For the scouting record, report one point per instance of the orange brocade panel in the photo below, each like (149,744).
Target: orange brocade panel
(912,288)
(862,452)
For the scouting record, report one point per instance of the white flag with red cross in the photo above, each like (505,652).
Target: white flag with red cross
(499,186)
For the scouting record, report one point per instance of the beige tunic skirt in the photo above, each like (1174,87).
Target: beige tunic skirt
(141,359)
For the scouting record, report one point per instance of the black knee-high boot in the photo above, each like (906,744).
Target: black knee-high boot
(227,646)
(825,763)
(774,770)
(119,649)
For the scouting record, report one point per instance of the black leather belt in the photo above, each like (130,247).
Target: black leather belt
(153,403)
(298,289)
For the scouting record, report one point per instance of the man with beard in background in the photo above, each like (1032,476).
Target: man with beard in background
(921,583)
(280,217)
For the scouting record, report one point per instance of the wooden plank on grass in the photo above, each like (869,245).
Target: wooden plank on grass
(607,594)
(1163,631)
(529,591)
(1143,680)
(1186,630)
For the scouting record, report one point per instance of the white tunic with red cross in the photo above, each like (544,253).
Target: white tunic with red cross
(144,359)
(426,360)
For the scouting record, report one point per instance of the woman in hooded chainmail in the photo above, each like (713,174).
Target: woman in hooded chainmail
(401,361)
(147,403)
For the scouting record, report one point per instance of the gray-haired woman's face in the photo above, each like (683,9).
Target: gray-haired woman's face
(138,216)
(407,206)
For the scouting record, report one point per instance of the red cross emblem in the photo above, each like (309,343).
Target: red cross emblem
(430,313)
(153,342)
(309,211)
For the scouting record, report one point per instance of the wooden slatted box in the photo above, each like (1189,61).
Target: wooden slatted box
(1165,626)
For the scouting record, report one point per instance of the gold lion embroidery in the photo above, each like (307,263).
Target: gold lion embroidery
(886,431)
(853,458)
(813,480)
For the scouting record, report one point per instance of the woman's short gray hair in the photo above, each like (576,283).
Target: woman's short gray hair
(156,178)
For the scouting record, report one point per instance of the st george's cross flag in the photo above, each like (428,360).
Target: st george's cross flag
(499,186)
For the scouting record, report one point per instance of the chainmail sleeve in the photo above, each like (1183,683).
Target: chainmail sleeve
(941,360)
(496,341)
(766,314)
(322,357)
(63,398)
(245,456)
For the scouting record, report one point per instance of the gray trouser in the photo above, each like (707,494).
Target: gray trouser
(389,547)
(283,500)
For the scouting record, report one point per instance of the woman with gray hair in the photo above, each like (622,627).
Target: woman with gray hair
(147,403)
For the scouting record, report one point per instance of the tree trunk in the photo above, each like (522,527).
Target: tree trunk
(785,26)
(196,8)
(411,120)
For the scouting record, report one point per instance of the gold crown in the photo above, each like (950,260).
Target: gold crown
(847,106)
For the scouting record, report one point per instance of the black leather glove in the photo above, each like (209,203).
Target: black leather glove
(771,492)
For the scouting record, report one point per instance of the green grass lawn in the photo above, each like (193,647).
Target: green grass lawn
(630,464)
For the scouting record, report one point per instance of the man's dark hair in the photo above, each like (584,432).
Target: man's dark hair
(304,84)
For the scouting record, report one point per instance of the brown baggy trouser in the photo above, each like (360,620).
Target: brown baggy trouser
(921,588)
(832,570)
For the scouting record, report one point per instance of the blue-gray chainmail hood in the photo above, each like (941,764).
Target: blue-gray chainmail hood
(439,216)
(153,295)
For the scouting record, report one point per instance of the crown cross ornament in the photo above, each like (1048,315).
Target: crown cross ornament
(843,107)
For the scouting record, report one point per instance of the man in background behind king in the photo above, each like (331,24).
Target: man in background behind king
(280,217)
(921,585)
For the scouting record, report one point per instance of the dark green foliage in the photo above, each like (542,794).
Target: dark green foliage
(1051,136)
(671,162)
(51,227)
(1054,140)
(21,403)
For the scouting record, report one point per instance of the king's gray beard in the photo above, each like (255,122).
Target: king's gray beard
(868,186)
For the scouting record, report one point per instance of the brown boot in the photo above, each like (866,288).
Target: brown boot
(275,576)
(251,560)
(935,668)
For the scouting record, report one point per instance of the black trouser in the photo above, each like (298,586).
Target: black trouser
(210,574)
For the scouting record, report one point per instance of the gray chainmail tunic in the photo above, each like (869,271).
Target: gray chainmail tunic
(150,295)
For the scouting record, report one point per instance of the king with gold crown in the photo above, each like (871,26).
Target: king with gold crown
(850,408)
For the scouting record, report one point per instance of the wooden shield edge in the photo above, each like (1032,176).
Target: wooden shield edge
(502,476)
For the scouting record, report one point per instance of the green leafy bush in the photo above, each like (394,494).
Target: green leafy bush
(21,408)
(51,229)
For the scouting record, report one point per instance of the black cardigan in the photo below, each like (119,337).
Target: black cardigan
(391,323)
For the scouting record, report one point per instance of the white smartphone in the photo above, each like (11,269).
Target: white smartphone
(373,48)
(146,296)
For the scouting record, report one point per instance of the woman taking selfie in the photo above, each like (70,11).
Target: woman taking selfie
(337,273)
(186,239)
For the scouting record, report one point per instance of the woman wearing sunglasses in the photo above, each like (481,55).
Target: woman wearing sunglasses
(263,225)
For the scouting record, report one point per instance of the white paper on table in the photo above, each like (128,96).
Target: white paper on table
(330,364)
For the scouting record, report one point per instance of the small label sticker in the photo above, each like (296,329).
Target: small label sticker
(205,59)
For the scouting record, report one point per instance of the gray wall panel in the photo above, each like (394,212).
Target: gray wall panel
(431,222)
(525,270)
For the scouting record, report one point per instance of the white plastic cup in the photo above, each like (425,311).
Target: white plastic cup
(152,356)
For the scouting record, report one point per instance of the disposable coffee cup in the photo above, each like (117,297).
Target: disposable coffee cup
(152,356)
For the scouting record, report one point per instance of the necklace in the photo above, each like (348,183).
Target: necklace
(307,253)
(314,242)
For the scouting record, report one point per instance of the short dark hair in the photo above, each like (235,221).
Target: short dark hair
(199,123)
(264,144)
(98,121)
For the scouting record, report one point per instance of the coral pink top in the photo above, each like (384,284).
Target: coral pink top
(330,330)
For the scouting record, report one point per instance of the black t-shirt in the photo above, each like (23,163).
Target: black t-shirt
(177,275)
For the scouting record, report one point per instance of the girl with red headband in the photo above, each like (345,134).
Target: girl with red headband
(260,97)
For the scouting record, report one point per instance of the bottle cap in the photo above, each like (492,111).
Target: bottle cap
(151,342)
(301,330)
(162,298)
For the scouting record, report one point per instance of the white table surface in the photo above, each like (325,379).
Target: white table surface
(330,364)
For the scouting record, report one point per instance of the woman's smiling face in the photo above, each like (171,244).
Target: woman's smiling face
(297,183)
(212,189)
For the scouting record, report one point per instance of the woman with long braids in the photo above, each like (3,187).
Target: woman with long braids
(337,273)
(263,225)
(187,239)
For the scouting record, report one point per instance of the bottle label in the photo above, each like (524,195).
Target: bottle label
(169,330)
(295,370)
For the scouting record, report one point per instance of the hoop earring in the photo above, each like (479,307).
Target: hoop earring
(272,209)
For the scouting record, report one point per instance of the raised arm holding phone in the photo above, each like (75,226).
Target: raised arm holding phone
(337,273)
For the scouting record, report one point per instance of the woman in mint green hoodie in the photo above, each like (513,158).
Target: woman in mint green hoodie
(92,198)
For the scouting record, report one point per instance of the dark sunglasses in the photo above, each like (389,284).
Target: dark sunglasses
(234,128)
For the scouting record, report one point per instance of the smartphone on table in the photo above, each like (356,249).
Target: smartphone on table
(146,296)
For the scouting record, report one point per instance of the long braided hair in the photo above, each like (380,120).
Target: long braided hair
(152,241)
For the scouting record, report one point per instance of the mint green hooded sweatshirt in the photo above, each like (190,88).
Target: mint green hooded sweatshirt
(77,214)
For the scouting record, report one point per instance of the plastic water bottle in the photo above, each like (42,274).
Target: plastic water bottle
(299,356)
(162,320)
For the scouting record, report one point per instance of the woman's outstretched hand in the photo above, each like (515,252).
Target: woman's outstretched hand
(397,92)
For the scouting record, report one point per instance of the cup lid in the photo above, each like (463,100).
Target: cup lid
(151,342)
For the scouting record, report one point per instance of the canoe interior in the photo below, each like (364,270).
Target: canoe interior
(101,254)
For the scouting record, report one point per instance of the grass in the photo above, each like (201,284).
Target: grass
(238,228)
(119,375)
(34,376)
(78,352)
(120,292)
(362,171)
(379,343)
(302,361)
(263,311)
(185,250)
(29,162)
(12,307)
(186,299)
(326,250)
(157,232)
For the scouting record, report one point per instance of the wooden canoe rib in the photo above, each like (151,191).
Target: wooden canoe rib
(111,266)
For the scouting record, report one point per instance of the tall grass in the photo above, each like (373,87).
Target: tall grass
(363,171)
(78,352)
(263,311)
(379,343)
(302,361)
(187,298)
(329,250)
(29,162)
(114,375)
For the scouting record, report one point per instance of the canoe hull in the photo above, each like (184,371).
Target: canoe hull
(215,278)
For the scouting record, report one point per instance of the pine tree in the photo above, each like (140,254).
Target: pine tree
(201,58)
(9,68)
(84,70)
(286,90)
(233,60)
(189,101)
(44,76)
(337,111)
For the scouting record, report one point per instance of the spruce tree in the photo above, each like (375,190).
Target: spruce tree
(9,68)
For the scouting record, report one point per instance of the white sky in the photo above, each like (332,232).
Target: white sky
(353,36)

---

» **WHAT YOU HAVE TO DO**: Repeat, without changes, every line from the one that contains "each like (463,100)." through the final line of the data.

» **RESULT**:
For the scouting record, report one point per instance of the cup lid in the photo above, each like (463,100).
Target: cup lid
(151,342)
For the scouting record, report one point per instance of the canoe interior in the photo below, each like (364,270).
Target: canoe interior
(101,254)
For the scouting record, report one point per instance of the grass in the photo above, each like (201,284).
Target: grass
(238,228)
(119,375)
(34,376)
(78,352)
(120,292)
(362,171)
(379,343)
(302,361)
(263,311)
(185,250)
(29,162)
(12,307)
(186,299)
(326,250)
(157,232)
For the scouting record, report one point per instance of the wooden canoe rib in the photo above, each like (151,191).
Target: wooden canoe rib
(111,266)
For the scouting record, report one point per instance of the tall grass in the photo above, each like (373,87).
Target: tall grass
(363,171)
(78,352)
(263,311)
(379,343)
(302,361)
(187,298)
(329,250)
(29,162)
(114,375)
For the scouting record, report one point per instance of the canoe hull in the photo above, each like (184,371).
Target: canoe hull
(215,278)
For the scouting record, report one point per instance of the pine tree in the photo above, each like (140,254).
Target: pine tree
(201,58)
(9,68)
(84,70)
(286,90)
(233,60)
(189,101)
(44,76)
(337,111)
For the scouting record, report one point per instance of the spruce tree in the photo above, each like (375,190).
Target: spruce tree
(9,68)
For the scouting record, report one point per instance of the white sky in the photo above, each like (332,232).
Target: white sky
(353,36)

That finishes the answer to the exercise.